:: Exercise objective ::
The entries shown next need to be written again word for word.

[Provided records]

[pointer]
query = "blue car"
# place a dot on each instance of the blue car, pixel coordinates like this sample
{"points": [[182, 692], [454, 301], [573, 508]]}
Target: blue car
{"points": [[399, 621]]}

[/Provided records]

:: Answer box ::
[pointer]
query = "blue car"
# place a dot on each instance of the blue car, pixel coordinates like this sample
{"points": [[182, 692], [454, 301], [573, 508]]}
Target: blue car
{"points": [[399, 621]]}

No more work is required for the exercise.